## [Exercise directions]
Every record below should be printed exactly as it appears.

>> START Information given

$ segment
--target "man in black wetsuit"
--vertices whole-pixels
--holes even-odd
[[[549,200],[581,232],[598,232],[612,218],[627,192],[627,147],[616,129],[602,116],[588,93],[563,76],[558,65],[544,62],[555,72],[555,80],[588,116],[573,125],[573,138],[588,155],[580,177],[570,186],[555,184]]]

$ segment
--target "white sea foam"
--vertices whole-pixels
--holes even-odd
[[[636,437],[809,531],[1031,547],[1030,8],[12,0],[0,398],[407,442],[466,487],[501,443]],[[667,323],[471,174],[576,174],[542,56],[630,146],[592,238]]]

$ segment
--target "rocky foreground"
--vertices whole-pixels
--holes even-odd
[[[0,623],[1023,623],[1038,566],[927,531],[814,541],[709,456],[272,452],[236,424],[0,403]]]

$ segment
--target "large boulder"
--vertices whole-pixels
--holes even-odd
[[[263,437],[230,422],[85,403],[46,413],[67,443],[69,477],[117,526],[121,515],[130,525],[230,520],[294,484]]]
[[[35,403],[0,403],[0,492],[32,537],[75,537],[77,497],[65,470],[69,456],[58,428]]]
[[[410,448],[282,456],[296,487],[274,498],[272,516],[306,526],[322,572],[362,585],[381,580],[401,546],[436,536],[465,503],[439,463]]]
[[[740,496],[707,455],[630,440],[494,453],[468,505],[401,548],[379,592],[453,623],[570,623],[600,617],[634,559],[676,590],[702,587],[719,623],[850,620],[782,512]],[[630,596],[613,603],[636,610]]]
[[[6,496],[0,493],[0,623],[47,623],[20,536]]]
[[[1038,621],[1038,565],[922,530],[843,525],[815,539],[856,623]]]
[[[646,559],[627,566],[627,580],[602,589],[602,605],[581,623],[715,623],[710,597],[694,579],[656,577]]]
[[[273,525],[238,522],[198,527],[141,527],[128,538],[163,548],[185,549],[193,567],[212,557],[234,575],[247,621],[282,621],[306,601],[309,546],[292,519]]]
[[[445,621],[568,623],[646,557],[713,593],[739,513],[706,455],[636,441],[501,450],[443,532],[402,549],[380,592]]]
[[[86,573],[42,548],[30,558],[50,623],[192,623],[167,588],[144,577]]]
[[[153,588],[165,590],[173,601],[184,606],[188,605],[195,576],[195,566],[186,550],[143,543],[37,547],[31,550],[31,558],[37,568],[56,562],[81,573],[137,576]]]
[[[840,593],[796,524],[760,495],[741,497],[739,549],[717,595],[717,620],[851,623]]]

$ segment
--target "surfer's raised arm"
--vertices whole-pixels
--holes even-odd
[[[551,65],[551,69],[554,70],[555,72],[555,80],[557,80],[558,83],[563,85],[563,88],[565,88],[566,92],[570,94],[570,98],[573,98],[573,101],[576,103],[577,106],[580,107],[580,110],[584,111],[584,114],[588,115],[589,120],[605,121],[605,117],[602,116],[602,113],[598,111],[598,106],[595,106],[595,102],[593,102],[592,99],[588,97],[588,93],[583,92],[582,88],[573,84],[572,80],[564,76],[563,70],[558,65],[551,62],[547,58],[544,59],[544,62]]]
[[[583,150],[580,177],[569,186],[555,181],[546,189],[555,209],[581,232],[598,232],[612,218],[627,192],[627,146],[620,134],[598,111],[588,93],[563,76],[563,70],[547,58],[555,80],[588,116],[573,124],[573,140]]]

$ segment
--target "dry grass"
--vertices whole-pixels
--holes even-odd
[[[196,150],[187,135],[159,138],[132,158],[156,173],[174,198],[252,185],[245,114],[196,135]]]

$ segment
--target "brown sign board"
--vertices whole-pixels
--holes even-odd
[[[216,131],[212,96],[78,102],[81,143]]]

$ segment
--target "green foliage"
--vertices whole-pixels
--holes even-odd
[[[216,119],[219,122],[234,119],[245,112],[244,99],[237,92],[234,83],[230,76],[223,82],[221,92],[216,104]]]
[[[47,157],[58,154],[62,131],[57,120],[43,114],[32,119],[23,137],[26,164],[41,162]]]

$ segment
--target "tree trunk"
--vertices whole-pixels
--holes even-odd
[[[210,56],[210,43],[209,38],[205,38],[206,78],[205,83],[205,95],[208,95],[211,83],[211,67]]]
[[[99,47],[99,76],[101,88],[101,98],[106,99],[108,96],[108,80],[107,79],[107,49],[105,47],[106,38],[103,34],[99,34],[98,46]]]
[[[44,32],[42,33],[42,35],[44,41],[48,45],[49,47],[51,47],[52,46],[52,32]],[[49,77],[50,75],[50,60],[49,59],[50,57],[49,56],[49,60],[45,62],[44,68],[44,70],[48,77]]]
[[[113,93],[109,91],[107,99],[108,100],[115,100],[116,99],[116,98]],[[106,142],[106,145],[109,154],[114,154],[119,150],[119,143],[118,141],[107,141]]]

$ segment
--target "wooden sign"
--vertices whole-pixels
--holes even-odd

>> END Information given

## [Full output]
$ segment
--target "man in black wetsuit"
--vertices whole-pixels
--holes even-odd
[[[549,200],[581,232],[598,232],[612,218],[627,192],[627,147],[616,129],[602,116],[588,93],[563,76],[558,65],[544,62],[555,72],[555,80],[588,116],[573,125],[573,138],[588,155],[580,177],[570,186],[555,184]]]

$ segment
--target "white sea foam"
--vertices whole-pixels
--holes even-odd
[[[636,437],[809,531],[1031,547],[1030,8],[12,0],[0,398],[407,442],[466,487],[501,443]],[[667,323],[471,174],[576,174],[542,56],[630,146],[592,238]]]

$ segment
--target "rocky foreground"
--vertices whole-pixels
--holes even-odd
[[[0,623],[1023,623],[1038,566],[927,531],[814,541],[709,456],[272,452],[236,424],[0,403]]]

$ segment
--target "large boulder"
--vertices whole-pixels
--holes even-odd
[[[263,437],[230,422],[85,403],[46,413],[67,443],[69,477],[117,526],[121,515],[130,525],[230,520],[294,484]]]
[[[35,403],[0,403],[0,492],[32,537],[75,537],[77,497],[65,470],[69,456],[58,428]]]
[[[410,448],[282,456],[296,487],[274,498],[272,516],[306,526],[322,572],[362,585],[381,580],[401,546],[436,536],[465,503],[439,463]]]
[[[740,496],[707,455],[630,440],[494,453],[468,505],[401,548],[379,592],[453,623],[570,623],[600,617],[634,559],[676,590],[702,587],[719,623],[850,620],[782,512]],[[630,596],[613,603],[636,610]]]
[[[6,496],[0,493],[0,623],[47,623],[20,536]]]
[[[1038,621],[1038,565],[922,530],[843,525],[815,539],[856,623]]]
[[[646,559],[627,566],[627,580],[602,589],[602,605],[581,623],[715,623],[710,597],[694,579],[656,577]]]
[[[273,525],[238,522],[198,527],[141,527],[128,538],[163,548],[185,549],[193,567],[212,557],[234,575],[247,621],[282,621],[306,601],[309,546],[292,519]]]
[[[445,621],[568,623],[646,557],[713,593],[739,513],[706,455],[636,441],[501,450],[443,532],[402,549],[380,592]]]
[[[86,573],[42,548],[30,558],[50,623],[192,623],[167,588],[144,577]]]
[[[153,588],[165,590],[173,601],[184,606],[188,605],[195,576],[195,566],[186,550],[143,543],[37,547],[31,550],[31,558],[37,568],[56,562],[81,573],[137,576]]]
[[[840,593],[796,524],[760,495],[741,497],[739,549],[717,595],[717,620],[851,623]]]

$ segment
--target "surfer's raised arm"
--vertices whole-pixels
--holes even-odd
[[[551,65],[551,69],[554,70],[555,72],[555,80],[557,80],[558,83],[563,85],[563,88],[565,88],[566,92],[570,94],[570,98],[573,98],[573,101],[576,103],[577,106],[580,107],[580,110],[584,111],[584,114],[588,115],[589,120],[605,121],[605,117],[602,116],[602,113],[598,111],[598,106],[595,106],[595,102],[593,102],[592,99],[588,97],[588,93],[583,92],[582,88],[573,84],[572,80],[564,76],[563,70],[558,65],[551,62],[547,58],[544,59],[544,62]]]
[[[583,150],[580,177],[569,186],[555,181],[546,189],[555,209],[581,232],[598,232],[612,218],[627,192],[627,146],[620,134],[598,111],[588,93],[563,76],[563,70],[547,58],[555,80],[588,116],[573,124],[573,140]]]

$ segment
--target "dry grass"
--vertices whole-pixels
--holes even-odd
[[[196,150],[187,135],[159,138],[132,158],[156,173],[174,198],[252,185],[245,114],[196,135]]]

$ segment
--target "brown sign board"
--vertices whole-pixels
--holes even-odd
[[[216,131],[212,96],[78,102],[81,143]]]

$ segment
--target "green foliage"
--vertices whole-pixels
--holes even-odd
[[[216,119],[219,122],[234,119],[245,112],[244,99],[237,92],[234,83],[230,76],[223,82],[221,92],[216,104]]]
[[[47,157],[58,154],[62,131],[57,120],[43,114],[32,119],[23,137],[26,164],[41,162]]]

$ segment
--target "tree trunk"
--vertices whole-pixels
--holes even-odd
[[[210,56],[210,43],[209,38],[205,38],[206,78],[205,83],[205,95],[208,95],[211,83],[211,67]]]
[[[99,47],[99,76],[101,88],[101,98],[106,99],[108,96],[108,80],[107,79],[107,49],[105,47],[106,38],[103,34],[99,34],[98,46]]]
[[[44,32],[42,33],[42,35],[44,41],[48,45],[49,47],[51,47],[52,46],[52,32]],[[49,77],[50,75],[50,60],[49,59],[50,57],[49,56],[49,60],[45,62],[44,68],[44,70],[48,77]]]
[[[113,93],[109,91],[107,99],[108,100],[115,100],[116,99],[116,98]],[[106,142],[106,145],[109,154],[114,154],[119,150],[119,143],[118,141],[107,141]]]

$ segment
--target "wooden sign"
--vertices whole-pixels
--holes even-odd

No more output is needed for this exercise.